Award  Date:
  12 October 2022


Case Number: ELRC796-21/22EC

In the matter between

Cynthia Nomhle Matshaya Applicant


Department of Education: Eastern Cape Respondent

Appearances: For the applicant: Mr Etienne Pretorius (Pretorius Attorneys);
For the respondent: Mr Thobelani Mlahleni

Arbitrator: Mxolisi Alex Nozigqwaba
Heard: 28 March 2022; 03 May 2022; 11-12 July 2022; 20 September 2022
Delivered: 12 October 2021
Summary: Labour Relations Act 66 of 1995, as amended, sections 136(1), 185(a), 186(1)(a),

1. This arbitration was heard, virtually via ZOOM, on 28 March 2022; 03 May 2022; 11-12 July 2022; and 20 September 2022. Ms Cynthia Nomhle Matshaya (applicant) was in attendance in all sessions and was represented by Mr Etienne Pretorius (from Pretorius Attorneys). Eastern Cape Department of Education (respondent) was represented by its labour relations officer, Mr Thobelani Mlahleni.
2. The dispute had been referred to the ELRC in terms of sections 136(1) and 191(5)(a)(i) of the Labour Relations Act 66 of 1995, as amended (LRA), and concerns dismissal related to misconduct which the applicant regards as unfair.
3. The proceedings were digitally recorded.
4. On the last day of the arbitration parties elected to submit written closing arguments and they both submitted in line with the agreed submission time frame, which was 29 September 2022. I have taken these heads of arguments into consideration in penning this award.
5. On behalf of the applicant legal representation application was made, and key on her submissions was comparative ability as she was said to be less knowledgeable about arbitration proceedings as compared to the respondent’s representative who has appeared on several arbitrations. The respondent did not oppose the application.

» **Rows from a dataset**
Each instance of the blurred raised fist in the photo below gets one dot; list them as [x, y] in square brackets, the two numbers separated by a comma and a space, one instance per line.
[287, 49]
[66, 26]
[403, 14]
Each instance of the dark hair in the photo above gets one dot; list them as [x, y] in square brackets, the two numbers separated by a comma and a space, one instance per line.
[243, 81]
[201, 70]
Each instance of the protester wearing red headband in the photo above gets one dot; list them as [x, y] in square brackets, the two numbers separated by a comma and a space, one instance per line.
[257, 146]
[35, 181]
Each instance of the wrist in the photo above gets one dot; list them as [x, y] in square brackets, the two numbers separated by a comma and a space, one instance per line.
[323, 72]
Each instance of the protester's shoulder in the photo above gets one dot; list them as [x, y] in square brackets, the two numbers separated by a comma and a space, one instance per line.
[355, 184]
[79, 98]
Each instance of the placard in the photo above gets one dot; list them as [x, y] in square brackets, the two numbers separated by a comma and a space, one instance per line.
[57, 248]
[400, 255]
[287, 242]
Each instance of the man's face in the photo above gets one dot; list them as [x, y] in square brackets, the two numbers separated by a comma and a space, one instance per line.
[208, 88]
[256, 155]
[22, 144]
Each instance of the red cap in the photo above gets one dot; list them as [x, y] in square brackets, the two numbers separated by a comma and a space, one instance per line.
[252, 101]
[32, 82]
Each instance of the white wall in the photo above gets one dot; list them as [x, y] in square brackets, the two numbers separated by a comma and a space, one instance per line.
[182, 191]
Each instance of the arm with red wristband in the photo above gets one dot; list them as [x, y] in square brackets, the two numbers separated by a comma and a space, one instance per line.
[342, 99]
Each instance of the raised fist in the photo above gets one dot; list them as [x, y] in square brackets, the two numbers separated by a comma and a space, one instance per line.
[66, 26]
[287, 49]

» **To-do list**
1: In the arbitration award, who represented the Eastern Cape Department of Education?
2: Condense the arbitration award's paragraph beginning "This arbitration was heard" into a short bulleted list that keeps its main facts.
3: Return the arbitration award's text between "Arbitrator: Mxolisi Alex" and "regards as unfair.", inclusive.
Work only from the arbitration award and ignore the listing.

» **Solved tasks**
1: Mr Thobelani Mlahleni, its labor relations officer.

2:
- Heard virtually via ZOOM on 28 March 2022, 03 May 2022, 11-12 July 2022 and 20 September 2022
- Applicant Ms Cynthia Nomhle Matshaya attended every session and was represented by Mr Etienne Pretorius of Pretorius Attorneys
- Respondent, the Eastern Cape Department of Education, was represented by its labor relations officer, Mr Thobelani Mlahleni

3:
Arbitrator: Mxolisi Alex Nozigqwaba
Heard: 28 March 2022; 03 May 2022; 11-12 July 2022; 20 September 2022
Delivered: 12 October 2021
Summary: Labour Relations Act 66 of 1995, as amended, sections 136(1), 185(a), 186(1)(a),

1. This arbitration was heard, virtually via ZOOM, on 28 March 2022; 03 May 2022; 11-12 July 2022; and 20 September 2022. Ms Cynthia Nomhle Matshaya (applicant) was in attendance in all sessions and was represented by Mr Etienne Pretorius (from Pretorius Attorneys). Eastern Cape Department of Education (respondent) was represented by its labour relations officer, Mr Thobelani Mlahleni.
2. The dispute had been referred to the ELRC in terms of sections 136(1) and 191(5)(a)(i) of the Labour Relations Act 66 of 1995, as amended (LRA), and concerns dismissal related to misconduct which the applicant regards as unfair.